## [Excerpt provided]
◆ ◆ ◆ ◆ ◆ ◆ ◆

All other student gatherings at the College, including Sunday chapel and daily chapel exercises were canceled until mid-October. President Mary Woolley, about halfway through her tenure as leader of the College, asked the students to use the chapel period “as a time for walks in the open” to ward off the flu. She insisted that “the day, while spent in the open, should not be used as a general picnic day, but should be observed in a quiet and reverent manner,” according to an October 1918 Springfield Republican article titled “God’s Out of Doors.”

Despite the quarantine, the College still held Mountain Day on September 30. In their Llamarada yearbook, members of the class of 1921 recounted, “Mountain Day came and the few of us who had not been laid low by the ‘flu’ tramped about while the rest of us, wrapped up in steamer rugs, sat around lackadaisically on back porches with an emaciated, let-me-die look.”

Because so many students were too ill to climb the mountain in September, a faculty member put forth a motion at a faculty meeting a few weeks later to hold a second Mountain Day. The motion passed, and it was decided that October 17 “be called a holiday and not mountain day in order to eliminate some risk of students taking too-long walks.”

Containing the Threat

1918 Flu graph

Click to enlarge graph.

The College’s efforts to contain the campus outbreak were quite successful. There had been no new cases reported on campus since the first week in October. And by mid-October the Everett House was, once again, the only infirmary on campus. “Nearly all the girls are back in classes again,” wrote Evelyn Eaton, class of 1919, in an October 13 letter to her mother. “We feel that so far as the immediate college is concerned that we are out of the woods,” Mildred Allen wrote to her mother the same day.

Though vitality had largely been restored, the campus was still under strict quarantine. A notice from the dean’s office, read at lunch on October 22, urged, “Students are not to leave town nor to eat in public places in town. The permission to use the Amherst Trolley was for Mountain Day only.” And, “Friends of students are not to visit or call at the College.” Even the trustees weren’t permitted to come to campus that fall for their annual meeting, and Founder’s Day festivities were reported to be lackluster.

◆ ◆ ◆ ◆ ◆ ◆ ◆

## [Data under study]
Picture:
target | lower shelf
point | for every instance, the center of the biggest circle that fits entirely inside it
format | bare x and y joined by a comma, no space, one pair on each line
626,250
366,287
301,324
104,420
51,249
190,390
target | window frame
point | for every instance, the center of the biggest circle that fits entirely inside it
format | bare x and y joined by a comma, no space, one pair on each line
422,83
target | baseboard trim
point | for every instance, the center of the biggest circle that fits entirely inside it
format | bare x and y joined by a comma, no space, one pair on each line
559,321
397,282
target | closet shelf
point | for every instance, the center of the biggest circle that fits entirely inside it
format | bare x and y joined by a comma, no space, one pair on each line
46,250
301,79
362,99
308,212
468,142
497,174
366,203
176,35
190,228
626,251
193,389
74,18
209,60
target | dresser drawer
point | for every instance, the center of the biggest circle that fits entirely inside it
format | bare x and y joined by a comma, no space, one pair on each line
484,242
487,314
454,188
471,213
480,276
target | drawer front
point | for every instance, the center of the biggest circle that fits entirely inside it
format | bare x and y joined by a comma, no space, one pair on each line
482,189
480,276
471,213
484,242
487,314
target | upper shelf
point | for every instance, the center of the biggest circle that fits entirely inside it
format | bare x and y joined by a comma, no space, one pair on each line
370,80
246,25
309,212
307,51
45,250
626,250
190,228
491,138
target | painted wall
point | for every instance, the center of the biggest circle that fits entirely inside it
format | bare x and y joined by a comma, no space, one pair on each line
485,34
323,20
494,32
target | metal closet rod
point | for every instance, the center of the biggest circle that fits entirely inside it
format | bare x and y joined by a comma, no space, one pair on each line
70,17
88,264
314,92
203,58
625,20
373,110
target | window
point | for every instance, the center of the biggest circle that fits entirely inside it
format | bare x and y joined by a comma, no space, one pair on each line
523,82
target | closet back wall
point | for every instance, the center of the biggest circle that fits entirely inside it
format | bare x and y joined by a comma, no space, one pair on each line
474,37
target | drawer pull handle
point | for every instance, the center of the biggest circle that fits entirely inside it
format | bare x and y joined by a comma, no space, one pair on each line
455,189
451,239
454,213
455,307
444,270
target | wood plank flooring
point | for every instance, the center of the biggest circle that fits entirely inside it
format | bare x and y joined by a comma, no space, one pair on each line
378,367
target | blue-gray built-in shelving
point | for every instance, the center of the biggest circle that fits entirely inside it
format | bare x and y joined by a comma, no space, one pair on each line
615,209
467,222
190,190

◆ ◆ ◆ ◆ ◆ ◆ ◆

## [Exercise prompt]
In the excerpt about the 1918 flu on campus, which date was named a holiday rather than a second Mountain Day?

## [Finished task]
October 17